#### Written problem
Rewrite everything below from the line containing "[spot] the window glass, one" down to the end of the data, requests included, and shift every coordinate in the answers up by 53.

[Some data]
+++
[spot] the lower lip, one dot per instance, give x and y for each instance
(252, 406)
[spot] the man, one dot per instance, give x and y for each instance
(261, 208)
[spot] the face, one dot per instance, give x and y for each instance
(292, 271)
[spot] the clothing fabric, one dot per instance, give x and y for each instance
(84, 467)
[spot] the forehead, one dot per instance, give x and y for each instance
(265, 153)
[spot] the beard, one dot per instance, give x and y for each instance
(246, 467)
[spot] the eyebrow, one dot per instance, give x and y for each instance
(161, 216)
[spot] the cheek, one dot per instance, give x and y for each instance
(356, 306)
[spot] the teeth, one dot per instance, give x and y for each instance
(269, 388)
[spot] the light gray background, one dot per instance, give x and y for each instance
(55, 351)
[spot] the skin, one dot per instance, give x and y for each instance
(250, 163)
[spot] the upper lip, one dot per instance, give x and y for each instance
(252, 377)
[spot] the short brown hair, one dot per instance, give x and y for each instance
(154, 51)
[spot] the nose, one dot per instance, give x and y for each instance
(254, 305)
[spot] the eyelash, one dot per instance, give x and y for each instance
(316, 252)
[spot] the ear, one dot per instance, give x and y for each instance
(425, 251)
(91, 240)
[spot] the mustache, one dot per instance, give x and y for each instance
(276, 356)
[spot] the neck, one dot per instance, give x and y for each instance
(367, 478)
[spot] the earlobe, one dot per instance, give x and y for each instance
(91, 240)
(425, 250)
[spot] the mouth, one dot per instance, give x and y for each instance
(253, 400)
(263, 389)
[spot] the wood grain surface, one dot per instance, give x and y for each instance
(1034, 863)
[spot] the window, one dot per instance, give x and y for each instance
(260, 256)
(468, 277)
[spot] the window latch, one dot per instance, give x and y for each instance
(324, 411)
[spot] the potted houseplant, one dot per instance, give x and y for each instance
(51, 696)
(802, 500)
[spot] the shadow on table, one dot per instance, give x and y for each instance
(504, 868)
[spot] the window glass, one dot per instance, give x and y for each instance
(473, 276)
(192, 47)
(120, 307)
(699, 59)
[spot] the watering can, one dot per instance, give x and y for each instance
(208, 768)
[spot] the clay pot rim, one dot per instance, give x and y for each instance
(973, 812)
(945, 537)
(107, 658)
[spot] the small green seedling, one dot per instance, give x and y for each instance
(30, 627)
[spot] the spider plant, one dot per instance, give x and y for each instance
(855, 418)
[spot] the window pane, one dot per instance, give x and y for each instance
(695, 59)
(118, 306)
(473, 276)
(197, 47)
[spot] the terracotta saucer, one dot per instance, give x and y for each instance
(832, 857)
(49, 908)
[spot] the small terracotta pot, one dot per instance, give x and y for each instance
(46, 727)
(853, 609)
+++
#### Solution to this task
[spot] the window glass, one dot per instance, give x and y for each instance
(526, 329)
(245, 100)
(173, 360)
(752, 112)
[spot] the watering can, one dot per instance, give x and y for each instance
(261, 821)
[spot] the clay pot rim, one dot per instance, give x and y for each instance
(1026, 865)
(998, 590)
(160, 711)
[spot] the small green seedling, one dot per instance, give x and y for each instance
(83, 680)
[spot] the spider plant, one dot per instance, give x and y for each instance
(908, 471)
[spot] the window pane, one dot per instance, give x and y for each instance
(748, 112)
(171, 359)
(526, 329)
(250, 100)
[spot] the terracotta saucer, one dot per instance, give x and y for each instance
(885, 910)
(102, 961)
[spot] the small terracotta pot, one dot per instance, give x and y for each instance
(99, 780)
(906, 662)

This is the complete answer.